Task input:
* * * *
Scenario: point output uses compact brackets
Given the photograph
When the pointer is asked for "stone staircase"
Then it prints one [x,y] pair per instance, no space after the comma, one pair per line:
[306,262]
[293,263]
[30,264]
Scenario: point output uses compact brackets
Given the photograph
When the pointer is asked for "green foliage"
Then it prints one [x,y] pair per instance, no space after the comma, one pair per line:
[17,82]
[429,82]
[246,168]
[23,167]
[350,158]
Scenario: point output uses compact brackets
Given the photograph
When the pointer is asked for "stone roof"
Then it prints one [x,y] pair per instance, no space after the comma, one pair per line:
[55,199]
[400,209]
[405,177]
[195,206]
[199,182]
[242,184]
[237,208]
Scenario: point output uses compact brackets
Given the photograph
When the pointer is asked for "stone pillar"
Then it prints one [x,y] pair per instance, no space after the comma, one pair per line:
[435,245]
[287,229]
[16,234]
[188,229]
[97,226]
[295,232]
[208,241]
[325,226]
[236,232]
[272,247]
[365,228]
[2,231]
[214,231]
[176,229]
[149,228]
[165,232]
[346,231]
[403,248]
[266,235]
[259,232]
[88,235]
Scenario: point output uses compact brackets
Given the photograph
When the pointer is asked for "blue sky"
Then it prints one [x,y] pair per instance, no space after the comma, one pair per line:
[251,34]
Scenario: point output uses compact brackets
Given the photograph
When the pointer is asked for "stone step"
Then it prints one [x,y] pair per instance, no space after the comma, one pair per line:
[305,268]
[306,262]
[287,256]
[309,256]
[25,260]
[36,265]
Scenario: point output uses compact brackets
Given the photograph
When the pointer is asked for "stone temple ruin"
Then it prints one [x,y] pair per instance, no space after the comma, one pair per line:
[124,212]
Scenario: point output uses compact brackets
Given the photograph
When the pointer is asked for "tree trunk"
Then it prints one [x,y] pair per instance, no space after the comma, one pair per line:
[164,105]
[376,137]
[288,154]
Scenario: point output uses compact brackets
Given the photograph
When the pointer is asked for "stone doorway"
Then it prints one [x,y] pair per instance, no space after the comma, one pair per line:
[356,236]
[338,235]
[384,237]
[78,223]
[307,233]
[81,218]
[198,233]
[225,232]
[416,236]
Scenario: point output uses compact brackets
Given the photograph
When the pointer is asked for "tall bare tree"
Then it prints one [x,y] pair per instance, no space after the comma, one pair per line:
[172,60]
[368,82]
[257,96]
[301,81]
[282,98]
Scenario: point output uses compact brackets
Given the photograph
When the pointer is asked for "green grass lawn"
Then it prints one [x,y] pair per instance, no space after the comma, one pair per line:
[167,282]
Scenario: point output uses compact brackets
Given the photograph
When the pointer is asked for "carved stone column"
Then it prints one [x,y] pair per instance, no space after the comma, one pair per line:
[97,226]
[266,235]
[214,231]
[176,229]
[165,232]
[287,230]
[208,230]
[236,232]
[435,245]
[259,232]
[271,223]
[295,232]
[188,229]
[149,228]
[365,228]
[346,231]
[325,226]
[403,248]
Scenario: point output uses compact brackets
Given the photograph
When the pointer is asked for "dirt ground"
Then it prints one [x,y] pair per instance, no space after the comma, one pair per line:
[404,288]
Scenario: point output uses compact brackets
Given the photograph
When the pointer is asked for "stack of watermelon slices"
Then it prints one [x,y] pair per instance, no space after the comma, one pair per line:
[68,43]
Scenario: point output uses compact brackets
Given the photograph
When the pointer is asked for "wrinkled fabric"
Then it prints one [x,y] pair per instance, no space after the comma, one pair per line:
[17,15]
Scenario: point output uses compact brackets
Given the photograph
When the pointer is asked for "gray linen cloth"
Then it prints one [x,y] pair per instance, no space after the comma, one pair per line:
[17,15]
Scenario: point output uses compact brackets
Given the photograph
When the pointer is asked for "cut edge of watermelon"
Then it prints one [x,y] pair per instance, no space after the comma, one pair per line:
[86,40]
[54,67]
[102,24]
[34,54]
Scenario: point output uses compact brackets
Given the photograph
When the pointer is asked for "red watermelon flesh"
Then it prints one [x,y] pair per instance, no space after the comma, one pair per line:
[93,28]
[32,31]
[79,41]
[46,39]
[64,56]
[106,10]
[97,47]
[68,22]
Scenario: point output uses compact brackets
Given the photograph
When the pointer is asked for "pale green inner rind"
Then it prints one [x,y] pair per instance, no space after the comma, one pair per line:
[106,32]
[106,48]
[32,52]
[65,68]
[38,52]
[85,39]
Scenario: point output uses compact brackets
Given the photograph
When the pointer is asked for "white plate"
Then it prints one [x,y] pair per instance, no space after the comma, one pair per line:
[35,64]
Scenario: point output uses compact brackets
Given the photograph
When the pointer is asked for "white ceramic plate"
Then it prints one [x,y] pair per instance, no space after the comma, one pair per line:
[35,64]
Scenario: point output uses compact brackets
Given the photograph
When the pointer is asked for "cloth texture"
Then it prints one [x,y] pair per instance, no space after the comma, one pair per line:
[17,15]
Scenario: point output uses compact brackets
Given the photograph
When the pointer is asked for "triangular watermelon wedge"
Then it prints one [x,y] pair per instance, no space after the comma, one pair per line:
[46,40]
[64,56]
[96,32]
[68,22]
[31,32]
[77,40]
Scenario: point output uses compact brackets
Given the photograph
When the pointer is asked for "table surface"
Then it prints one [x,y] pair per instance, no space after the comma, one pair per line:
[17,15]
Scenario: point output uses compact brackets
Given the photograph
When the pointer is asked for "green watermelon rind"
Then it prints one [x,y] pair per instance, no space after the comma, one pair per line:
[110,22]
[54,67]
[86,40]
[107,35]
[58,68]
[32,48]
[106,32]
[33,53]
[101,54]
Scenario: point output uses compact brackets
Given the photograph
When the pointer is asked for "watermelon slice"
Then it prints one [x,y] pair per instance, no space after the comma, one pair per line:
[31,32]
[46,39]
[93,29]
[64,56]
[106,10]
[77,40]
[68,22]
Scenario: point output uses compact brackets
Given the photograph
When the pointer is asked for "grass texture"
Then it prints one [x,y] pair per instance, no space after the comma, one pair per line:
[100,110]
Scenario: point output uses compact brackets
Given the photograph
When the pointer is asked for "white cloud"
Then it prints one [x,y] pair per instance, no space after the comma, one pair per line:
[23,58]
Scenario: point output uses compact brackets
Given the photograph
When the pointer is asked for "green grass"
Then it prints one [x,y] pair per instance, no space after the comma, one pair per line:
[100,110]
* * * *
What the exercise asks:
A line counts if it includes the string "green". State how many such lines the entries have, with no other text.

Reply:
5